GOAL OF THE EXERCISE: Reproduce exactly the lines beginning with the line that contains "Put a dot on each instance of the yellow banner" and ending at the final line of the material below.

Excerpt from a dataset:
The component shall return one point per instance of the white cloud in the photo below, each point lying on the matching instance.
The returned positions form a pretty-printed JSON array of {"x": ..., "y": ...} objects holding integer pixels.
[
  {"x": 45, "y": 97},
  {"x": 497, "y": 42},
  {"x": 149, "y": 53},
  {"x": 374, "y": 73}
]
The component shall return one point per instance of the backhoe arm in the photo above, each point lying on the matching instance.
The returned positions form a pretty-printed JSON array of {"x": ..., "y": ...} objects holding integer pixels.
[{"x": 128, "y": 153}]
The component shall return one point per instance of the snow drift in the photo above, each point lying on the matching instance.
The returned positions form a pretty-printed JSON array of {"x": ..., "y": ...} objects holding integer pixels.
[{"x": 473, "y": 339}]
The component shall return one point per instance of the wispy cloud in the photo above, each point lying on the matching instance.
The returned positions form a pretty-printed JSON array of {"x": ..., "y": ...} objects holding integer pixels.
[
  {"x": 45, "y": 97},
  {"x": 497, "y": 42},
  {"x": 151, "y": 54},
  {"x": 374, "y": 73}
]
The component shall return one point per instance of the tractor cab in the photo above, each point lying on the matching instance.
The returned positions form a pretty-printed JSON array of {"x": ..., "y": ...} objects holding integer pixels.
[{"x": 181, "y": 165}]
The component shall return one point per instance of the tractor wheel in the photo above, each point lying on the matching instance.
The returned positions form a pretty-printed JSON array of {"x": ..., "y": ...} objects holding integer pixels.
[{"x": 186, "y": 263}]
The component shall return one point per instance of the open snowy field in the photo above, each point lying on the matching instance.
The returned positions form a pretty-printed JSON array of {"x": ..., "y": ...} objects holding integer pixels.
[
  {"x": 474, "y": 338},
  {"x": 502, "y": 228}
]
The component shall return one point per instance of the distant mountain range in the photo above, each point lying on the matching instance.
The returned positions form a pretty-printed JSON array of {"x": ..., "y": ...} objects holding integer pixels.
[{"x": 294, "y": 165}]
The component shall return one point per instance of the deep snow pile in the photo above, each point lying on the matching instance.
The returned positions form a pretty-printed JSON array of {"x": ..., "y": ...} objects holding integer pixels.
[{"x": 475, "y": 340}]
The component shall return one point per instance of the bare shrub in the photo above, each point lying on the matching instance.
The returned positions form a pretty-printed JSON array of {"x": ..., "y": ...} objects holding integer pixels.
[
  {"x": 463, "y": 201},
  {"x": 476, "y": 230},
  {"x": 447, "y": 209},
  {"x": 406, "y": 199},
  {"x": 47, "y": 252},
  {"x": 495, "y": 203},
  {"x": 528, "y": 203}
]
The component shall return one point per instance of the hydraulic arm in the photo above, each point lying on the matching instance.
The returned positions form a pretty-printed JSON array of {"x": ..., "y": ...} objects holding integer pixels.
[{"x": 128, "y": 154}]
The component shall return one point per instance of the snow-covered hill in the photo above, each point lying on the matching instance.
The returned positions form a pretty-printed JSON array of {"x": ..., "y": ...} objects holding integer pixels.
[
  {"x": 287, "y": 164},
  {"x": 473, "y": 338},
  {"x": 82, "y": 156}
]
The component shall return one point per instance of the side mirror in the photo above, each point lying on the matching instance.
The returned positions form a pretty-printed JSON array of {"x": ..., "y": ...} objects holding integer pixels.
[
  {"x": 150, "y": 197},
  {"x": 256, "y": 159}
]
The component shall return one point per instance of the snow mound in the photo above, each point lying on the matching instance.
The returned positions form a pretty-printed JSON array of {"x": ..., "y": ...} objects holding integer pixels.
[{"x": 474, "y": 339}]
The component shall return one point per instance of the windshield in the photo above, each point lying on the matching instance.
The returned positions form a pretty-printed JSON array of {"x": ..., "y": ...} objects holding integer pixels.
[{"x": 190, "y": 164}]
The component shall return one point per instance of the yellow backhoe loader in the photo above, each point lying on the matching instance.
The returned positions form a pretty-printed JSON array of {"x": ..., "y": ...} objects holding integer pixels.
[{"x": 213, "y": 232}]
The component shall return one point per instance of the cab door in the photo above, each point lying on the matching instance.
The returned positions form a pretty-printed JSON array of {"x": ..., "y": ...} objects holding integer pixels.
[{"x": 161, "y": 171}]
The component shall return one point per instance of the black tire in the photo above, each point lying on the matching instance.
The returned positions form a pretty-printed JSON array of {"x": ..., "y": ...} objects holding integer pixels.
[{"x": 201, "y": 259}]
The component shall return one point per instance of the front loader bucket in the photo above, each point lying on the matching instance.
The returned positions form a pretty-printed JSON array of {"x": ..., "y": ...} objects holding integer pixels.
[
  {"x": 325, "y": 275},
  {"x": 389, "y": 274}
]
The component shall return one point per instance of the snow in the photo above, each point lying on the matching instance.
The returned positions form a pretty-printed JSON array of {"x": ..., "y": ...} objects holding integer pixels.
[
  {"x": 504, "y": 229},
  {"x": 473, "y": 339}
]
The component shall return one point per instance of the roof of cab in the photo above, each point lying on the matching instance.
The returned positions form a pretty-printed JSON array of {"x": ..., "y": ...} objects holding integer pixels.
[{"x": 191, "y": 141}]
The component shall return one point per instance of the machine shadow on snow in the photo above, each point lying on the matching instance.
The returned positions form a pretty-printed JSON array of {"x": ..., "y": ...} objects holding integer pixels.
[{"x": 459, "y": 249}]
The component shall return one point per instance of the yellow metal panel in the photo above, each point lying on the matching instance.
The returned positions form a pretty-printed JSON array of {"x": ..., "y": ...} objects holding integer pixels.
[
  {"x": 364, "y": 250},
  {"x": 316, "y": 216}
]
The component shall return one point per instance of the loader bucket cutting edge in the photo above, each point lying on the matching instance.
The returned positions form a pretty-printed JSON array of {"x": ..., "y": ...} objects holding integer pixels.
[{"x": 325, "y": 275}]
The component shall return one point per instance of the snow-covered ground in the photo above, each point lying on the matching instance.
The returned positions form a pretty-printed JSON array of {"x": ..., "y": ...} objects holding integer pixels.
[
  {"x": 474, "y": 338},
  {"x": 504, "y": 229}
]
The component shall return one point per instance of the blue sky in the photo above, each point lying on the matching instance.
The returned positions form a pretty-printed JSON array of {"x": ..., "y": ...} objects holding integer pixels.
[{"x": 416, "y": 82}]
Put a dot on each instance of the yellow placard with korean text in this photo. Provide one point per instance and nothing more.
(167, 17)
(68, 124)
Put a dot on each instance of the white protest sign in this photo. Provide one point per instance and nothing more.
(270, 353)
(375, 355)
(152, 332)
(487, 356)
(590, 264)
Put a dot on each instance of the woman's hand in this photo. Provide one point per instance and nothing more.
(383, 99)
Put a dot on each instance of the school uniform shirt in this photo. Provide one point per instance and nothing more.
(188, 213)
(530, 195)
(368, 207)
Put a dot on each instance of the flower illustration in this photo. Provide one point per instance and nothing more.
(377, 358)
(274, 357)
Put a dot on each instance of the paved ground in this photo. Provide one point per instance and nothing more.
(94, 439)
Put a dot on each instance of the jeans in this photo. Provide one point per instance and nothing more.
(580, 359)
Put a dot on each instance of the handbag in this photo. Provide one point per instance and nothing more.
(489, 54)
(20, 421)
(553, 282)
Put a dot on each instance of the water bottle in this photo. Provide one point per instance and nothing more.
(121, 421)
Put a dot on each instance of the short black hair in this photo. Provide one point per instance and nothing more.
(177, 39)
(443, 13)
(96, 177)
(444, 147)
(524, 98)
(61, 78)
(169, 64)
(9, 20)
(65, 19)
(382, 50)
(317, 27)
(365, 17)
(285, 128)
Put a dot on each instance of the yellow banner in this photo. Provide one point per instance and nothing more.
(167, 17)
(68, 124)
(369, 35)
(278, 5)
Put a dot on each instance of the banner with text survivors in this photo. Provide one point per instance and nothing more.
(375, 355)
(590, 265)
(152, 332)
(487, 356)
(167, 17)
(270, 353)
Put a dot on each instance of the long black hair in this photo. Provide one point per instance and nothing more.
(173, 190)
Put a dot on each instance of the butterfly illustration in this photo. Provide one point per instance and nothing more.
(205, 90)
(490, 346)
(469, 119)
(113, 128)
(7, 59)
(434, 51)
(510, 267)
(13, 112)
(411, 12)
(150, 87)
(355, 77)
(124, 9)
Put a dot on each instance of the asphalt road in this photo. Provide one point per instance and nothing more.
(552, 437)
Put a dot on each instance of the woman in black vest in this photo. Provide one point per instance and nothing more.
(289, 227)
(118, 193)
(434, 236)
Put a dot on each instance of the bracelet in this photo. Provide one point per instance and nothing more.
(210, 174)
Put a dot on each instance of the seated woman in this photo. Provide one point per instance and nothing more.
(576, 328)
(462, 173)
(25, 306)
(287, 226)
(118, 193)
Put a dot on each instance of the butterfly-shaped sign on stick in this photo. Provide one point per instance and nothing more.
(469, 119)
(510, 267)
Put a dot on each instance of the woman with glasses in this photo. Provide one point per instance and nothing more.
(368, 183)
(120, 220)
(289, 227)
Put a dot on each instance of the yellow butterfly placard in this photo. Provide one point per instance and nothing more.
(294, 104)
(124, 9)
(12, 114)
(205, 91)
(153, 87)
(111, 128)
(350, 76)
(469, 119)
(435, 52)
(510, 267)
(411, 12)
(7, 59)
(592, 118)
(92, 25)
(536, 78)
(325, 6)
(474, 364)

EXPECTED ANSWER:
Put a dot on each instance of the yellow banner in this photo. Provide one point per instance and nothing more.
(167, 17)
(68, 124)
(369, 35)
(278, 5)
Put a dot on each instance of the banner with text survivors in this photo. Provide one point per instance and nothing more.
(375, 355)
(590, 265)
(152, 332)
(487, 356)
(167, 17)
(270, 353)
Put a dot on each instance of the long black hair in this photo. Provide one point per instance and nothing more.
(173, 190)
Put a dot on each instance of the butterfly illustration in this photo. Provide one point per instance and nothing more.
(205, 90)
(490, 346)
(469, 119)
(113, 128)
(7, 59)
(434, 51)
(510, 267)
(13, 112)
(411, 12)
(150, 87)
(355, 77)
(124, 9)
Put a dot on each instance of the asphalt road in this photo. Provide one point per instance and nothing more.
(552, 437)
Put a dot on each instance of the woman in black vest in this photo. Provide one point per instance and nothing more.
(289, 227)
(118, 193)
(434, 236)
Put a dot on each instance of the bracelet in this photo. Provide one point per instance and nothing more.
(210, 174)
Put a dot on each instance of the seated woman in this photo. Provide one point per instance and nothing more.
(576, 328)
(462, 173)
(25, 306)
(287, 226)
(118, 193)
Put a dot on each instance of the butterfly-shaped sign on stick in this photo. Provide one point per instance and nothing more.
(469, 119)
(510, 267)
Put a dot on each instance of the woman with glasses in this photo. Provide one point per instance and nothing more.
(368, 183)
(120, 220)
(289, 227)
Put a dot on each instance of the yellow butterfly placard in this photo. Provide one point per instance and nothing more.
(294, 104)
(124, 9)
(12, 114)
(205, 91)
(153, 87)
(111, 128)
(350, 76)
(469, 119)
(435, 52)
(510, 267)
(411, 12)
(7, 59)
(592, 118)
(92, 25)
(536, 78)
(325, 6)
(474, 364)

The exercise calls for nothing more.